Exercise brief >> Write out the listing below as a numbered list, one line per item, and leave out any blank lines.

__________________________________________________

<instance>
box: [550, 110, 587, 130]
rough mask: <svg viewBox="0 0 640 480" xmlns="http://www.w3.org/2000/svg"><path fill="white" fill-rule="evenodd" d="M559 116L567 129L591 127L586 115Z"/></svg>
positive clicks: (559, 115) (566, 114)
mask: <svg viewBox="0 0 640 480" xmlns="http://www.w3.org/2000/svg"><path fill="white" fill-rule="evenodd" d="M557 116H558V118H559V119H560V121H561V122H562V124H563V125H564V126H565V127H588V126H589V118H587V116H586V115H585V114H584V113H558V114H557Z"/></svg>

__________________________________________________

Result for this task >>
1. <instance>
2. box: [550, 110, 587, 130]
3. rough mask: <svg viewBox="0 0 640 480" xmlns="http://www.w3.org/2000/svg"><path fill="white" fill-rule="evenodd" d="M559 116L567 129L591 127L586 115Z"/></svg>
4. positive clicks: (559, 115) (566, 114)
5. mask: <svg viewBox="0 0 640 480" xmlns="http://www.w3.org/2000/svg"><path fill="white" fill-rule="evenodd" d="M557 116H558V118H559V119H560V121H561V122H562V124H563V125H564V126H565V127H588V126H589V118H587V116H586V115H585V114H584V113H558V114H557Z"/></svg>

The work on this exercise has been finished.